Records of labeled points:
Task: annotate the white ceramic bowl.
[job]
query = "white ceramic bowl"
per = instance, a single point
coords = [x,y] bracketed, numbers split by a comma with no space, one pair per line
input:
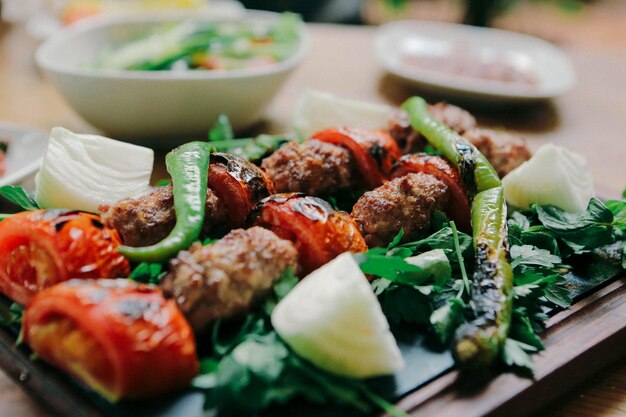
[398,41]
[157,107]
[26,147]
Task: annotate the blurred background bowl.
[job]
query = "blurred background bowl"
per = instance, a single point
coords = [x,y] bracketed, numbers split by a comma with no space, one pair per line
[158,108]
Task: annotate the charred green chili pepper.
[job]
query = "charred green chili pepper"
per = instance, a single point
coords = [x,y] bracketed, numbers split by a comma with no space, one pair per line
[188,166]
[477,343]
[475,169]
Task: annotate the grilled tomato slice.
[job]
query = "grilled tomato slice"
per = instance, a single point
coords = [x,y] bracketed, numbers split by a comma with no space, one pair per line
[375,151]
[318,232]
[459,206]
[121,338]
[44,247]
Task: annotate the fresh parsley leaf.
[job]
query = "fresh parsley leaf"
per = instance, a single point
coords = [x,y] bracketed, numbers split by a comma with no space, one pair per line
[522,329]
[403,304]
[416,270]
[515,354]
[580,231]
[559,296]
[442,239]
[447,318]
[262,370]
[221,130]
[18,196]
[148,273]
[459,255]
[618,208]
[529,255]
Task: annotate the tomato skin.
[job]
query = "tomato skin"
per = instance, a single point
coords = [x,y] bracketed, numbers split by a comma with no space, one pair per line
[318,232]
[44,247]
[374,151]
[239,184]
[148,344]
[440,168]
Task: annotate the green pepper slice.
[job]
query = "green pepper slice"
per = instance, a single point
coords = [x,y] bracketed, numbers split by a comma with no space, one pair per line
[479,342]
[453,146]
[188,166]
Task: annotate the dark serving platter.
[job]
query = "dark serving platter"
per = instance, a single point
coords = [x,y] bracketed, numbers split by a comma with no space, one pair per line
[425,369]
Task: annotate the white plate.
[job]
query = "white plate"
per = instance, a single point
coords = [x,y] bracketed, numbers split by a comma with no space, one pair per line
[413,49]
[25,151]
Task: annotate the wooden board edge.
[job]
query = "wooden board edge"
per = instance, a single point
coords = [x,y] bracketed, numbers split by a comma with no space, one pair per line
[44,384]
[579,342]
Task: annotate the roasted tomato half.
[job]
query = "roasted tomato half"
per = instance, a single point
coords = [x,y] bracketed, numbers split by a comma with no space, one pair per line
[459,206]
[375,151]
[122,339]
[44,247]
[318,232]
[239,184]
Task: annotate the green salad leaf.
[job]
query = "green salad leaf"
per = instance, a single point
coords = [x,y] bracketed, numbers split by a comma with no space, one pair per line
[148,273]
[580,231]
[255,369]
[221,130]
[18,196]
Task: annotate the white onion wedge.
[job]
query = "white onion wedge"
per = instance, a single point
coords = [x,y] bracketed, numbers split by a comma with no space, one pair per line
[555,176]
[333,319]
[81,172]
[317,110]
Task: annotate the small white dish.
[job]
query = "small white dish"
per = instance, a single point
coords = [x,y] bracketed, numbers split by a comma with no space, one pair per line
[158,108]
[26,147]
[474,63]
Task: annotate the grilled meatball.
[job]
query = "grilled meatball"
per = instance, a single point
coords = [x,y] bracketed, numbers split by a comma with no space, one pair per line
[410,141]
[319,232]
[312,167]
[505,152]
[405,203]
[226,278]
[146,220]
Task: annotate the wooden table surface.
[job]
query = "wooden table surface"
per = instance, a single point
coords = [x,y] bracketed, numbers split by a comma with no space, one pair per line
[590,120]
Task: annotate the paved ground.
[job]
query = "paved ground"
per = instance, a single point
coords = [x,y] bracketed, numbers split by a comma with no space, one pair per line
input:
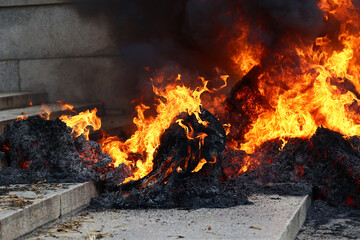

» **WHAT IS REQUIRED**: Rewrite all of the data above with each "a single point" changed to "one point" and everything else left as it is. Omit the pictures from your answer.

» **COMPLETE RESPONSE**:
Task: annotate the white ceramic bowl.
[job]
query = "white ceramic bowl"
per = instance, one point
coords = [x,y] bracketed, numbers split by a comma with no space, one pair per line
input:
[398,41]
[157,107]
[26,147]
Task: annotate the blurred background bowl.
[job]
query = "blurred background bowl"
per = instance, one point
coords = [x,y] bracketed, numbers split by a comma with no space, one pair per line
[158,108]
Task: annotate the charred green chili pepper.
[job]
query = "charred green chili pepper"
per = instance, one point
coords = [x,y] bracketed, numbers split by a comma with no space, one pair per line
[188,166]
[477,343]
[475,169]
Task: annotate the grilled tomato slice.
[job]
query = "grilled tomato slice"
per = instance, one point
coords = [x,y] bracketed, numbers split by a comma with no space, one pair per line
[375,151]
[318,232]
[459,206]
[121,338]
[44,247]
Task: annotate the fresh parsley leaf.
[job]
query = "fresh parsley leaf"
per = instance, one point
coords = [x,y] bracketed, numbers split by a comma with no space, one pair per line
[522,329]
[403,304]
[416,270]
[515,354]
[580,231]
[559,296]
[442,239]
[447,318]
[262,370]
[221,130]
[18,196]
[148,273]
[459,255]
[618,208]
[529,255]
Task: annotate the tomato skin.
[job]
query = "tomato skin"
per = instance, one point
coords = [x,y] bracketed, numbers split by a comma with no space, one pair per line
[318,232]
[44,247]
[374,151]
[239,184]
[148,344]
[440,168]
Task: annotate the green pepper slice.
[job]
query = "green pepper slice"
per = instance, one point
coords = [x,y] bracketed, numbers split by a comma with no space, one pair per line
[479,342]
[453,146]
[188,166]
Task: annotate the dark serving platter.
[job]
query = "dark serving platter"
per = instance, one point
coords = [x,y] bracketed, numbers split by a comma with no space, one pair per line
[425,369]
Task: annotate the white plate.
[job]
query = "white plate"
per = instance, one point
coords = [x,y] bracketed, numbers split by a comma with no space, one pair per line
[413,49]
[25,151]
Task: annotate the wooden board edge.
[job]
query = "wooden board edge"
per = instance, one point
coords = [x,y] bracketed, numbers split by a comma with no space, one pair per line
[44,384]
[579,342]
Task: annotate the roasted tomato half.
[job]
query = "roasted tomato half"
per = instance, one point
coords = [x,y] bracketed, numbers split by a comma with no space, one pair per line
[459,206]
[375,151]
[122,339]
[44,247]
[318,232]
[239,184]
Task: annotate the green salad leaf.
[job]
query = "green salad leaf"
per = instance, one point
coords = [x,y] bracketed, numbers split by a comma with no space, one pair per line
[148,273]
[580,231]
[255,369]
[221,130]
[18,196]
Task: annotate the white onion wedge.
[job]
query = "white onion wedge"
per = instance, one point
coords = [x,y] bracketed, numbers split by a comma with no space, one pair per line
[555,176]
[333,319]
[81,172]
[317,110]
Task: annotate the small white dish.
[job]
query = "small white dish"
per = instance, one point
coords = [x,y] bracketed, numbers split by a comma with no space, one pair per line
[158,108]
[26,147]
[474,63]
Task: annotate the grilled meatball.
[job]
query = "grilled meatball"
per = instance, one point
coords = [x,y] bracketed, numbers split by a comma with no space, one pair per line
[410,141]
[319,232]
[312,167]
[505,152]
[405,203]
[226,278]
[146,220]
Task: annotate the wooden table surface.
[job]
query = "wooden table surface"
per = instance, one point
coords = [x,y] bracketed, numbers split by a comma with no space, one pair per line
[590,120]
Task: annotate the paved ground.
[job]
query = "paved ground"
per = instance, one point
coords = [x,y] bracketed, numbers split by a comma with no space, one pair per line
input:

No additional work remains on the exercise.